Our plans for a recent Saturday evening came together quickly. Flipping through a newspaper we (my wife Sandy and I) saw a review of a play titled Spine. The play sounded good. Its theater was in Philadelphia’s central section, easy for us to reach from our home in the burbs. OK, Spine it would be. Deciding to have pre-show dinner near the theater, we looked for an eatery where we’d never been before. We clicked here and there on OpenTable and settled on Franky Bradley’s, a place we knew little about. A handful of hours later we arrived at FB’s at the appointed time, 6:15 PM, and the night began.

Some Philadelphians will recall Franky Bradley’s when it was a steakhouse and celebrity hangout and its first name was spelled Frankie. That was decades ago. In its most recent incarnation the place was a gay bar. Last year a new owner turned the property into a restaurant/bar/dance club, resurrecting the name (save for the spelling change) but nothing much else from the original FB’s. Only one steak is on the menu and I doubt if Franky’s is a celebrity hang.

Inside Franky Bradley's.
Inside Franky Bradley’s.

It’s a two-story establishment. A  music room cum bar occupies floor number two. That’s where late night DJ and dancing action takes place. Sandy and I took up a little bit of space on the ground level. There, dark wood tables and booths fill up the square footage not occupied by a large bar, and the walls are covered with wood carvings, a potpourri of signs and with moody, sensual oil paintings. We sat at a peripheral table. It gave us a good view of much of the room. The lights were low, the noise level high, the waitstaff young and friendly. Recorded music from the 1970s (David Bowie, disco tunes) swirled through the air. The place was mobbed, mostly with an under-40 crowd. Tucked away on narrow way-off-the-beaten-path Chancellor Street (1320 is the address), Franky Bradley’s seemed to be a hit, a destination. From my perspective here’s the deal: Sandy and I loved our meal there. And the vibes were a gas, you dig?

Bradley’s keeps the number of beverage and food selections on the modest side, which seems like a good idea to me. Man, this world is cluttered enough as it is. You could do a lot worse than ordering what we had. Liquid-wise, a toasty beer for me, Ellie’s Brown Ale from the Avery Brewing Company. And, for Sandy, a semi-dry and citrusy Spanish white wine that rocked, an Albarino (2013) from Ramon Bilbao vineyards.

Bottom plate: Arctic char with warm lentil salad and orange slices. Top plate: Ditto.
Bottom plate: Arctic char with warm lentil salad and orange slices. Top plate: Ditto.

We shared a house salad built from powerful purple onions, three or four types of greens and a Banyuls vinaigrette dressing. “Banyuls?” you ask? Right, I hadn’t a clue either. But it was damn tasty. A minute ago I peered at a foodie’s website and learned that Banyuls vinegar is made from fancy grapes. I shoulda known. For entrées we each ordered pan-seared Arctic char, a thin fish that came out moist, just-right salty and just-right charred. The fish shared plate space with warm lentil salad and orange slices. I’m a sucker for a good lentil salad. In this case, cubed beets and diced carrots and peppers said hello to one another and to the lentils just the way I was hoping they would. Wouldn’t have minded staying at Franky Bradley’s for a couple more hours, testing the desserts, knocking back another Ellie’s or two. But Spine awaited.

Location identification rows:
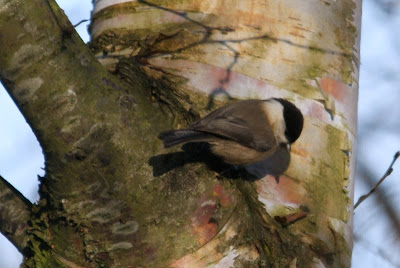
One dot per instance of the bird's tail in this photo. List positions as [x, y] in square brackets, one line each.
[174, 137]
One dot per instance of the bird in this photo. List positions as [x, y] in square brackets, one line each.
[245, 132]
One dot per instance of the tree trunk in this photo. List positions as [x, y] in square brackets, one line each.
[112, 196]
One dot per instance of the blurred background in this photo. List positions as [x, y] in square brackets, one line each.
[376, 221]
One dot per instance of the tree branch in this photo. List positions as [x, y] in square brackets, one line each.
[387, 173]
[15, 212]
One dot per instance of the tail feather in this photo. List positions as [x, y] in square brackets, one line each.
[174, 137]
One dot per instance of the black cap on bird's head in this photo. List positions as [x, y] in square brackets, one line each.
[293, 119]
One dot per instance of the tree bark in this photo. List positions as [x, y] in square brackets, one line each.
[113, 197]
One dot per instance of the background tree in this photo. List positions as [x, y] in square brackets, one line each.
[111, 193]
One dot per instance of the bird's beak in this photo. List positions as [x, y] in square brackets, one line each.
[288, 147]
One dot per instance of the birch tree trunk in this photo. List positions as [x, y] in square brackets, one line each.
[113, 197]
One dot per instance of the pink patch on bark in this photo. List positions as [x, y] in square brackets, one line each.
[334, 88]
[202, 219]
[286, 191]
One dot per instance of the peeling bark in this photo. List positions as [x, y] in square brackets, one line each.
[113, 197]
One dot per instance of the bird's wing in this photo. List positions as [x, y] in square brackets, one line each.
[231, 122]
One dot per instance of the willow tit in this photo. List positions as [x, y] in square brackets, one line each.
[245, 132]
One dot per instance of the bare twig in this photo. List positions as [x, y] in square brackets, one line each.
[387, 173]
[82, 21]
[15, 212]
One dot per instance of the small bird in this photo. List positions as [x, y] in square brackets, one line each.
[245, 132]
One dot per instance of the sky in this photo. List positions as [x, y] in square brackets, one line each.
[21, 158]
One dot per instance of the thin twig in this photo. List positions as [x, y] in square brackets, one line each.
[82, 21]
[387, 173]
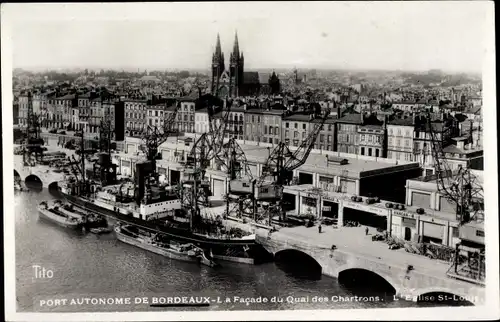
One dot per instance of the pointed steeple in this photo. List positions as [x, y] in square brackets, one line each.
[218, 49]
[236, 47]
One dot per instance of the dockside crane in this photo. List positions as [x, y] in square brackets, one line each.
[152, 139]
[267, 190]
[33, 145]
[463, 189]
[194, 190]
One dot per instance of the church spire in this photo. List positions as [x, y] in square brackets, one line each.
[236, 47]
[218, 49]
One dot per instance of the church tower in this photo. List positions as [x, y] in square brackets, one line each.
[217, 66]
[236, 63]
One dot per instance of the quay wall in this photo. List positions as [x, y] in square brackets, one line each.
[407, 283]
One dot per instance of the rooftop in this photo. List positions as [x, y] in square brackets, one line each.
[351, 118]
[403, 122]
[455, 149]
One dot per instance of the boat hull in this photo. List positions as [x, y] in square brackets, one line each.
[177, 233]
[46, 215]
[155, 249]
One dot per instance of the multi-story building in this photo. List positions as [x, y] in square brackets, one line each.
[185, 114]
[235, 126]
[436, 134]
[64, 109]
[296, 128]
[371, 140]
[84, 112]
[253, 125]
[23, 109]
[201, 121]
[400, 139]
[15, 112]
[135, 116]
[156, 115]
[326, 137]
[96, 114]
[347, 133]
[272, 125]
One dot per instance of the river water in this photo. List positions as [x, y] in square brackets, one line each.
[86, 266]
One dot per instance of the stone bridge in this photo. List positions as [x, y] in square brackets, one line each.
[425, 276]
[39, 173]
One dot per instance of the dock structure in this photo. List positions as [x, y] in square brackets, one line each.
[342, 191]
[338, 251]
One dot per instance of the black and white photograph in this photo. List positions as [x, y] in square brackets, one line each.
[249, 161]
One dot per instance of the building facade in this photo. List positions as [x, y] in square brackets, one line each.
[135, 117]
[185, 115]
[400, 133]
[371, 140]
[347, 133]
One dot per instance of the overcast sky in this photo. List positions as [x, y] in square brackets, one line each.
[398, 35]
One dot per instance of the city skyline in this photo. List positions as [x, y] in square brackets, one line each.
[367, 36]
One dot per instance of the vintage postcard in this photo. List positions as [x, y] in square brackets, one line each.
[250, 161]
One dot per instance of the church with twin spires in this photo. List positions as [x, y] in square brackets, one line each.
[234, 81]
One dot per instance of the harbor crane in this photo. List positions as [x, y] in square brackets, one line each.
[194, 189]
[462, 188]
[153, 138]
[33, 145]
[267, 190]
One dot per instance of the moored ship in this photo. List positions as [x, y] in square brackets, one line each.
[159, 244]
[53, 213]
[233, 245]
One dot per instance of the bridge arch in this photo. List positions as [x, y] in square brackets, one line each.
[445, 296]
[361, 279]
[298, 263]
[33, 182]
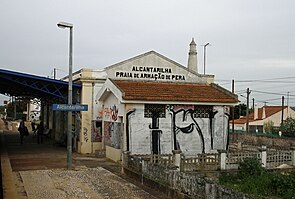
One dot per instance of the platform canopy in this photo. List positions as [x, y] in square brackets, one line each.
[31, 86]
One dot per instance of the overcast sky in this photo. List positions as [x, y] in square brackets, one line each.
[250, 39]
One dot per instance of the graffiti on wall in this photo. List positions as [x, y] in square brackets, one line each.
[112, 134]
[85, 130]
[111, 113]
[96, 131]
[183, 121]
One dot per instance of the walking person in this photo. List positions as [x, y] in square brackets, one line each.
[40, 132]
[22, 130]
[33, 128]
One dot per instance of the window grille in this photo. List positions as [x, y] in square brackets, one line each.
[151, 110]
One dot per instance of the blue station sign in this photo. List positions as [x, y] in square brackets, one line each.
[69, 107]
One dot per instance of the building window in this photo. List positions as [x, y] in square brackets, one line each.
[150, 110]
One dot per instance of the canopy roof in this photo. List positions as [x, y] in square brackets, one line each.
[26, 85]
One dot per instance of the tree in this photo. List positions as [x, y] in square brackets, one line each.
[268, 126]
[288, 127]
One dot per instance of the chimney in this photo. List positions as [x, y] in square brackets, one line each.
[192, 57]
[263, 113]
[255, 113]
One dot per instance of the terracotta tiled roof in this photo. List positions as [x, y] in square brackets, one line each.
[163, 91]
[269, 111]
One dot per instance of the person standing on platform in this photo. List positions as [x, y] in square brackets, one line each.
[22, 129]
[40, 132]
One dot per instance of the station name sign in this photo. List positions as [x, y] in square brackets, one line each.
[150, 73]
[69, 107]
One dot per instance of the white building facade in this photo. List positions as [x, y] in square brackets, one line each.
[150, 104]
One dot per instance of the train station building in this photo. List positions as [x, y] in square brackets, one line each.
[147, 104]
[150, 104]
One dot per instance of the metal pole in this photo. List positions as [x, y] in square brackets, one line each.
[205, 56]
[69, 141]
[54, 73]
[247, 111]
[233, 108]
[14, 107]
[283, 99]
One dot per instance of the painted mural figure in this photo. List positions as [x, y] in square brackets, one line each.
[184, 122]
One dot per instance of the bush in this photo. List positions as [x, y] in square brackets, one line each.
[288, 127]
[250, 167]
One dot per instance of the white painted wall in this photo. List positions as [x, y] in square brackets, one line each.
[190, 143]
[154, 60]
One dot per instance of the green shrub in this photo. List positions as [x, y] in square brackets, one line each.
[250, 167]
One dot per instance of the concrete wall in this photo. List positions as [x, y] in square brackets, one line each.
[193, 134]
[153, 66]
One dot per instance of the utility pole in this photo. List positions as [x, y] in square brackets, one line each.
[54, 73]
[233, 108]
[247, 111]
[14, 106]
[253, 104]
[282, 109]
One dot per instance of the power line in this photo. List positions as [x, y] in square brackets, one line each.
[271, 93]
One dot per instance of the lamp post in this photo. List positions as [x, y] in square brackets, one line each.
[205, 56]
[65, 25]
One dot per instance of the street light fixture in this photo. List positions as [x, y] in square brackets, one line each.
[205, 56]
[65, 25]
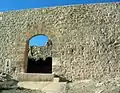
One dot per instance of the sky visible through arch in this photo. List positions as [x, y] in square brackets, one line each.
[39, 40]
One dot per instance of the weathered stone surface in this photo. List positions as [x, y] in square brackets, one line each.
[85, 37]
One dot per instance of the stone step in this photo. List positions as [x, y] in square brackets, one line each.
[47, 87]
[35, 77]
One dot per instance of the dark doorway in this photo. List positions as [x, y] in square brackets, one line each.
[39, 66]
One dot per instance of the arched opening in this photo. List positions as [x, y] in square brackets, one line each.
[39, 59]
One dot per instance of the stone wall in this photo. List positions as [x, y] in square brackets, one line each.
[86, 38]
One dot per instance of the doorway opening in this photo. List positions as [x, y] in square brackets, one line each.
[40, 66]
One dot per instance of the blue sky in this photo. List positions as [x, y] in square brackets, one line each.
[40, 40]
[6, 5]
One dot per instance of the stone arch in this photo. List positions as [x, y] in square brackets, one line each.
[36, 30]
[27, 49]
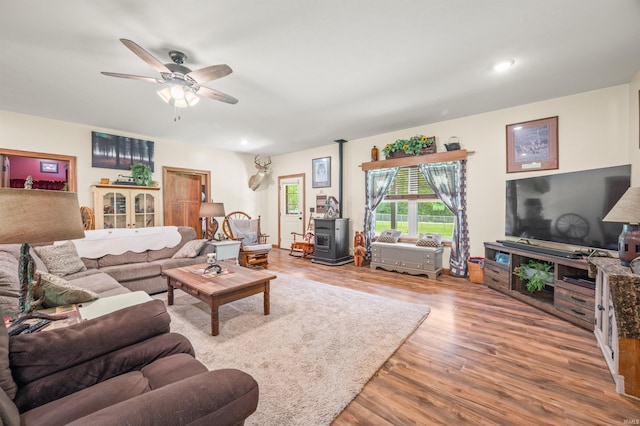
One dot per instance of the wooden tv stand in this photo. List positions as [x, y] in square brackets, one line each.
[572, 302]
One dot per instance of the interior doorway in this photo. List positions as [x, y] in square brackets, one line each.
[291, 208]
[49, 171]
[183, 191]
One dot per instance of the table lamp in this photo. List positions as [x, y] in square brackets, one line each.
[211, 210]
[627, 211]
[36, 216]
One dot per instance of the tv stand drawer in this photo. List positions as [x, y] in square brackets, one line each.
[496, 275]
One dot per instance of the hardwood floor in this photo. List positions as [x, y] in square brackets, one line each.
[480, 357]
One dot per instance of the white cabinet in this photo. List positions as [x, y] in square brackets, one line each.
[606, 329]
[617, 328]
[126, 206]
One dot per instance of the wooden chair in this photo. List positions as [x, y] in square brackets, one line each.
[254, 249]
[303, 248]
[88, 219]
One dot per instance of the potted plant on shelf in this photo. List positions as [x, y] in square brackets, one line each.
[141, 174]
[415, 145]
[535, 274]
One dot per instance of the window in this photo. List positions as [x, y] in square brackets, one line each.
[412, 207]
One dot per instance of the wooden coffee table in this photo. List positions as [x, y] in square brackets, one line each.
[217, 290]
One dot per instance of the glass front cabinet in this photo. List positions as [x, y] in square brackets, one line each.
[126, 207]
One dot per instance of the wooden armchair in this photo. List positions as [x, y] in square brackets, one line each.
[303, 248]
[254, 249]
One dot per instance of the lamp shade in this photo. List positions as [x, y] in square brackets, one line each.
[627, 209]
[211, 210]
[38, 216]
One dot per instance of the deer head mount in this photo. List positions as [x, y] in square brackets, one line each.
[263, 170]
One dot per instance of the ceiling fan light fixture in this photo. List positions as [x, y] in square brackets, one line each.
[191, 98]
[503, 65]
[177, 92]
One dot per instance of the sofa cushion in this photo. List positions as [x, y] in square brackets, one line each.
[37, 355]
[188, 234]
[190, 249]
[132, 271]
[57, 291]
[89, 400]
[100, 283]
[9, 414]
[61, 259]
[122, 259]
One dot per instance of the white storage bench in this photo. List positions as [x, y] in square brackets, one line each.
[409, 258]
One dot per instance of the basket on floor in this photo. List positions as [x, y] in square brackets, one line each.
[476, 269]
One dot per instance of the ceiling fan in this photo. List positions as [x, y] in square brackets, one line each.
[182, 85]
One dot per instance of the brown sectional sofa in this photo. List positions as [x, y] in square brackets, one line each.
[123, 368]
[107, 275]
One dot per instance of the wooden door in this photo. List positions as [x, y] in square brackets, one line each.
[183, 189]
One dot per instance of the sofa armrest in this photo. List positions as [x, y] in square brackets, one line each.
[221, 397]
[33, 356]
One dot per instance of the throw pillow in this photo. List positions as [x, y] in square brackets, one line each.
[429, 240]
[61, 259]
[58, 291]
[6, 379]
[190, 249]
[389, 236]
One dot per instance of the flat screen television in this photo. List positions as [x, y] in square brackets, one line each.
[567, 208]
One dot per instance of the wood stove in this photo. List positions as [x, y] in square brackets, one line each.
[331, 242]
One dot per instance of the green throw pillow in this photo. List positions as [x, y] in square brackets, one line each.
[58, 291]
[61, 259]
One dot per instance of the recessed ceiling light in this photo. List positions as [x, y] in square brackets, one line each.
[503, 65]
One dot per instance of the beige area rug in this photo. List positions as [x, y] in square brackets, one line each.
[311, 356]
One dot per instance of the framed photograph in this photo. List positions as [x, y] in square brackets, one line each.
[49, 167]
[532, 145]
[321, 172]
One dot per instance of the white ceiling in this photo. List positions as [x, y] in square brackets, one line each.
[308, 72]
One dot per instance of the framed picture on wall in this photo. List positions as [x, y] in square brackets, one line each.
[49, 166]
[321, 172]
[532, 145]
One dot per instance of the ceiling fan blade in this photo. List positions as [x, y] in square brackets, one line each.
[134, 77]
[218, 96]
[212, 72]
[145, 56]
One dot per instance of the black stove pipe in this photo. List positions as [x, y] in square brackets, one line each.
[340, 142]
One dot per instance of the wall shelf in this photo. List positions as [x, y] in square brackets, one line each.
[414, 160]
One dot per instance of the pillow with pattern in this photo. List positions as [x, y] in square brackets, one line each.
[389, 236]
[57, 291]
[190, 250]
[429, 240]
[61, 259]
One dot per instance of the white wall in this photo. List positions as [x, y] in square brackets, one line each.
[230, 171]
[596, 129]
[593, 132]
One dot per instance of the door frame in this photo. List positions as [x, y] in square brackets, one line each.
[205, 178]
[302, 177]
[71, 160]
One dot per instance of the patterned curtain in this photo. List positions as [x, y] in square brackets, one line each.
[377, 184]
[449, 182]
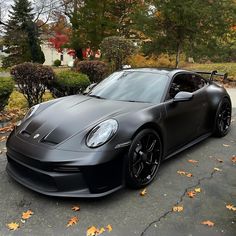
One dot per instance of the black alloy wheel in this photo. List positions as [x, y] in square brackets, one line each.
[144, 158]
[223, 118]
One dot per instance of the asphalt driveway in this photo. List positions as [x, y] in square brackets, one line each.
[131, 214]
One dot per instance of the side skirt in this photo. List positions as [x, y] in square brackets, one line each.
[195, 141]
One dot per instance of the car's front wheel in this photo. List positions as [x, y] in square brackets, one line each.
[143, 158]
[223, 118]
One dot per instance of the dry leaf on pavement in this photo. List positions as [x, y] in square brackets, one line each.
[13, 226]
[233, 159]
[75, 208]
[178, 208]
[6, 129]
[192, 161]
[92, 231]
[197, 190]
[231, 207]
[26, 215]
[208, 223]
[74, 220]
[3, 138]
[191, 194]
[226, 145]
[109, 228]
[102, 230]
[143, 193]
[184, 173]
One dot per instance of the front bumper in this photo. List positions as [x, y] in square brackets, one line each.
[66, 178]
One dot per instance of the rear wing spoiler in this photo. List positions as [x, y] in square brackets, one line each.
[213, 73]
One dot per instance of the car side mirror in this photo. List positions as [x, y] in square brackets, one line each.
[183, 96]
[89, 88]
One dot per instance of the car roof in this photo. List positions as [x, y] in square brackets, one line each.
[165, 71]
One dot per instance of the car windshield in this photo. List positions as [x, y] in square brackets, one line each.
[132, 86]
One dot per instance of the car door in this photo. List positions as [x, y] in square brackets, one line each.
[185, 120]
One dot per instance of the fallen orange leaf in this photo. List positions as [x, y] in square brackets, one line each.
[109, 228]
[74, 220]
[102, 230]
[226, 145]
[144, 192]
[26, 215]
[208, 223]
[184, 173]
[191, 194]
[7, 129]
[3, 138]
[92, 231]
[193, 161]
[13, 226]
[75, 208]
[178, 208]
[197, 190]
[231, 207]
[233, 159]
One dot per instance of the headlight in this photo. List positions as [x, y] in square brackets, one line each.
[30, 112]
[101, 133]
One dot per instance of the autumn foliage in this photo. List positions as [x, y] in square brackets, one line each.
[6, 88]
[95, 70]
[59, 41]
[32, 79]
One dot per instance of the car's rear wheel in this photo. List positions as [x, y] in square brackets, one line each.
[143, 158]
[223, 118]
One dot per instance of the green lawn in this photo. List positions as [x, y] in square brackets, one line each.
[229, 68]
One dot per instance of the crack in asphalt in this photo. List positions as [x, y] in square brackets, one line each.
[179, 201]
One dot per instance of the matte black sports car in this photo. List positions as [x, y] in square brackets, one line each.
[119, 133]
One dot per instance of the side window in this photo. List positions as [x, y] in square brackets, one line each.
[186, 83]
[198, 81]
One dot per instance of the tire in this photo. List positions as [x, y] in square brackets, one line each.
[223, 118]
[144, 158]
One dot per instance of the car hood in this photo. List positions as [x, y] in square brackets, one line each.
[71, 115]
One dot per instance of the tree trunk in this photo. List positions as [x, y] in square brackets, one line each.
[177, 55]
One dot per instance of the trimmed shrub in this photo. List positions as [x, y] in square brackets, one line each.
[32, 79]
[57, 63]
[95, 70]
[69, 83]
[6, 88]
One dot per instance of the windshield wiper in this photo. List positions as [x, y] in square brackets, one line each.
[95, 96]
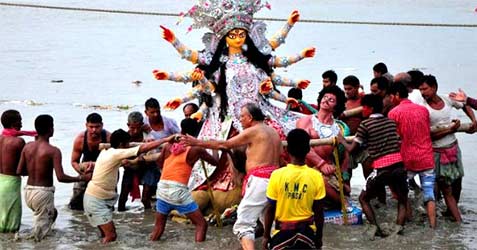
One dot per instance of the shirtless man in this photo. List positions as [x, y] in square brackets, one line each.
[38, 160]
[263, 153]
[160, 127]
[86, 148]
[176, 162]
[100, 195]
[10, 196]
[131, 176]
[323, 125]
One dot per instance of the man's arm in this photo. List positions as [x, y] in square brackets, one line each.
[60, 174]
[160, 160]
[269, 217]
[148, 146]
[21, 168]
[319, 221]
[77, 152]
[350, 147]
[241, 139]
[204, 155]
[470, 113]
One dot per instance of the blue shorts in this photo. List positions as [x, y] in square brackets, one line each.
[427, 178]
[165, 207]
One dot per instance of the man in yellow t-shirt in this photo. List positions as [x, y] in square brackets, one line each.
[295, 195]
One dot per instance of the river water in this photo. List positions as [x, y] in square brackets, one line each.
[98, 55]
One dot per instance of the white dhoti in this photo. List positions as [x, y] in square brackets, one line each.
[41, 201]
[251, 207]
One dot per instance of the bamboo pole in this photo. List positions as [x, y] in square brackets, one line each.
[340, 182]
[464, 127]
[211, 195]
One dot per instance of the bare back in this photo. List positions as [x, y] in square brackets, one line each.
[39, 159]
[325, 152]
[264, 147]
[10, 151]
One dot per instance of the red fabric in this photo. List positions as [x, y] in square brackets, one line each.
[135, 192]
[447, 155]
[14, 132]
[262, 172]
[413, 126]
[387, 160]
[177, 148]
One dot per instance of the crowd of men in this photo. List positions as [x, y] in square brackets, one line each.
[393, 143]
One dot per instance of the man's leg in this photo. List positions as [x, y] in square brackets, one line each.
[123, 197]
[200, 225]
[146, 196]
[249, 210]
[457, 189]
[109, 232]
[367, 209]
[449, 199]
[427, 183]
[159, 226]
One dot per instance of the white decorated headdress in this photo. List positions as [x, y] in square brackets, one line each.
[221, 16]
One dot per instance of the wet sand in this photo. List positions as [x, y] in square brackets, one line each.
[97, 55]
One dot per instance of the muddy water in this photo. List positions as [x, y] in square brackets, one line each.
[98, 55]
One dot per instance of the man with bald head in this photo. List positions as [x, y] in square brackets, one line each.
[263, 153]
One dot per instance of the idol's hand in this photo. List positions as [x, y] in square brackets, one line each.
[173, 104]
[292, 102]
[303, 84]
[167, 34]
[197, 74]
[294, 17]
[460, 96]
[160, 75]
[308, 52]
[266, 86]
[197, 116]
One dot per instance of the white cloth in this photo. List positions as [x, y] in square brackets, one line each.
[174, 193]
[251, 207]
[98, 211]
[105, 175]
[443, 116]
[416, 97]
[41, 201]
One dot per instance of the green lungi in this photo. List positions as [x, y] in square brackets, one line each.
[10, 203]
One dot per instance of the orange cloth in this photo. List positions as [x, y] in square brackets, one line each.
[176, 167]
[135, 192]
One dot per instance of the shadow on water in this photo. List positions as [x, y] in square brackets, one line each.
[135, 225]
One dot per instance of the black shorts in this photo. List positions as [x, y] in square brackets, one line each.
[393, 176]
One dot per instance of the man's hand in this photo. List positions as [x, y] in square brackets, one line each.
[292, 102]
[126, 163]
[455, 125]
[460, 96]
[173, 104]
[160, 75]
[90, 167]
[303, 84]
[327, 169]
[167, 34]
[266, 86]
[197, 74]
[197, 116]
[341, 139]
[294, 17]
[189, 140]
[308, 52]
[265, 242]
[86, 177]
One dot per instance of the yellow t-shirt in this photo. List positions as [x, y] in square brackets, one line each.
[105, 174]
[294, 188]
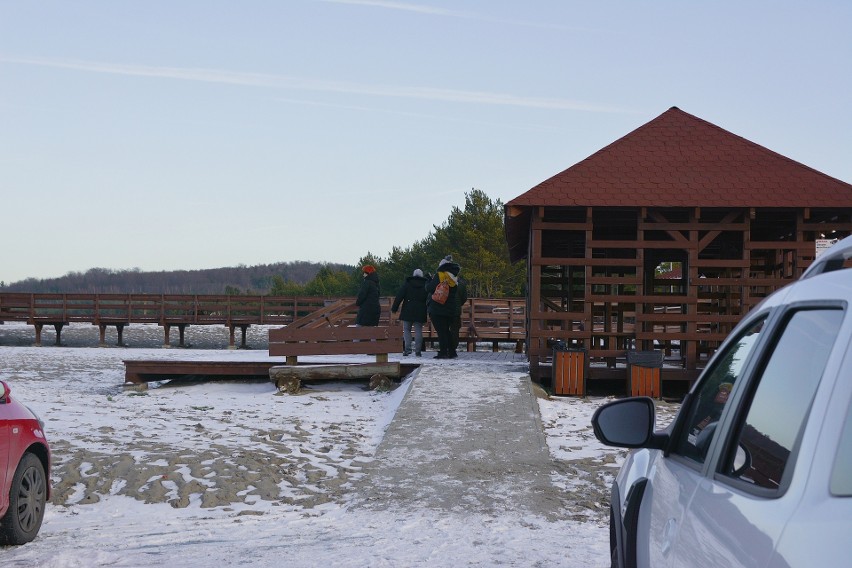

STATED PROBLEM A »
Translate this sentence from the restaurant review into Spanish: "The fish shared plate space with warm lentil salad and orange slices."
STATED PROBLEM B »
Duplicate the part of the restaurant review starting with "Some Philadelphians will" and going on through "Inside Franky Bradley's.".
STATED PROBLEM C »
According to the restaurant review, what is the street address of Franky Bradley's?

EXERCISE SOLUTION A »
El pescado compartía el plato con una ensalada tibia de lentejas y rodajas de naranja.

EXERCISE SOLUTION B »
Some Philadelphians will recall Franky Bradley’s when it was a steakhouse and celebrity hangout and its first name was spelled Frankie. That was decades ago. In its most recent incarnation the place was a gay bar. Last year a new owner turned the property into a restaurant/bar/dance club, resurrecting the name (save for the spelling change) but nothing much else from the original FB’s. Only one steak is on the menu and I doubt if Franky’s is a celebrity hang.

Inside Franky Bradley's.

EXERCISE SOLUTION C »
1320 Chancellor Street.